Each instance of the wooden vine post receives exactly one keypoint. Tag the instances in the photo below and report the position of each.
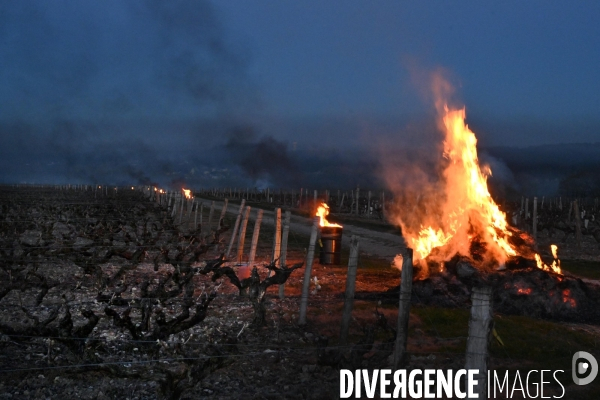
(400, 356)
(350, 287)
(309, 261)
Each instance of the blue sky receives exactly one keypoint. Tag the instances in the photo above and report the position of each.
(155, 90)
(513, 62)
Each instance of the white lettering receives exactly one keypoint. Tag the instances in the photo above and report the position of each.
(472, 381)
(370, 385)
(399, 383)
(346, 377)
(384, 383)
(412, 384)
(504, 383)
(517, 377)
(457, 377)
(536, 385)
(444, 383)
(428, 384)
(542, 384)
(556, 379)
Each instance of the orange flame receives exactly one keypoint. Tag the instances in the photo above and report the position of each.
(322, 213)
(469, 208)
(555, 266)
(464, 210)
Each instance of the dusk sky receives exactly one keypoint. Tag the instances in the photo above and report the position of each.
(180, 90)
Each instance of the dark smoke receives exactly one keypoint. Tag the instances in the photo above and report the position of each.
(263, 158)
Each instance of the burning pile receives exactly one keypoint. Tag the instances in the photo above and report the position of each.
(331, 238)
(322, 213)
(461, 217)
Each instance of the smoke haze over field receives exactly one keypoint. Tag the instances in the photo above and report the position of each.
(290, 95)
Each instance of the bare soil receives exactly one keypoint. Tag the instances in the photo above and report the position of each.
(101, 297)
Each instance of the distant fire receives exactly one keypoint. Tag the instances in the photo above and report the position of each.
(555, 266)
(457, 214)
(322, 213)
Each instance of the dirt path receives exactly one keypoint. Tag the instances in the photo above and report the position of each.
(372, 243)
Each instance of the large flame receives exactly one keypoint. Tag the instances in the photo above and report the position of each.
(322, 213)
(469, 209)
(464, 213)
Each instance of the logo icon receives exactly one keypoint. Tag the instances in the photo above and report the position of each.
(584, 364)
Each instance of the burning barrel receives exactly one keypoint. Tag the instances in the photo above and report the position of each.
(331, 245)
(331, 238)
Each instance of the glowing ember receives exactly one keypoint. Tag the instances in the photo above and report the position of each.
(555, 266)
(566, 295)
(322, 213)
(459, 211)
(469, 208)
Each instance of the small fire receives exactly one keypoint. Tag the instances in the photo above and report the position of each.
(526, 291)
(566, 297)
(322, 213)
(555, 266)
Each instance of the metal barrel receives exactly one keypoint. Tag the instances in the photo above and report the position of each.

▬▬▬

_EXERCISE REQUIREMENTS_
Output all of the records word for word, and keep the pictures out of the copy.

_YOUR RESPONSE_
Each instance of the wooden vine post receives exactly one keypoint. Tag the instances in the photo below and report the position of each.
(400, 356)
(350, 287)
(309, 261)
Each instance of the blue sky receives exactly one keypoint. Tag the instances in the photo above and report the position of each.
(155, 90)
(513, 62)
Each instance of the white lettering receives exactly one keypoint. Tag the instances in the photo above and report the position of each.
(472, 381)
(370, 385)
(399, 383)
(346, 377)
(384, 383)
(412, 384)
(504, 383)
(517, 377)
(457, 377)
(536, 385)
(444, 383)
(428, 384)
(542, 384)
(556, 379)
Each instance of the orange flame receives exactly one keypoint. Tag the instances in the photo above and report the position of each.
(322, 213)
(469, 208)
(555, 266)
(464, 210)
Each instance of the dusk sky receives exactly one keypoint. Tag the instances in the photo above and report the position of each.
(180, 90)
Each instance of the dark smoke receives exactly one keypoint. Tag the instances in the photo above and report the position of each.
(263, 158)
Each instance of the burning pile receives exactly one keypoint. Tag the instances in the photo above and report the position of each.
(331, 238)
(322, 213)
(461, 217)
Each instance of the smoke haze over field receives exactly one keypoint. Tag the instances in the photo above and report the position of each.
(290, 95)
Each instance of the bare soil receives exactly one keypoint. Tag the instances in the photo above and report the position of each.
(101, 297)
Each instance of the distant fire receives exactly one keypoint. Tag the instances in the photo above and report the position of each.
(555, 266)
(457, 214)
(322, 213)
Each instance of the dirt path receives exactly one keypoint. Tag the instances in the photo above and report the position of each.
(372, 243)
Each instance of the large flame receives exactly one keypoint. Tag the instances in the photo above and report the position of each.
(322, 213)
(469, 209)
(464, 213)
Each instance of the logo icon receives exactly one keypoint. Tag the instances in the photo above and report the position of each.
(584, 364)
Each instance of the burning barrel receives exactly one keypoint. Tag the instances in the photo above and report the position of each.
(331, 245)
(331, 238)
Each instance of the glowing ember receives exactly one keypoint. Tag the instances in the photo above and report the position of each.
(555, 266)
(566, 295)
(322, 213)
(459, 211)
(469, 208)
Each instance of the small fire receives exactly one keypoint. Tag the instances in the photo above and report the position of each.
(526, 291)
(566, 297)
(322, 213)
(555, 266)
Each instance of the metal barrel receives exactly one keypoint. Tag the instances in the photo above and report the position of each.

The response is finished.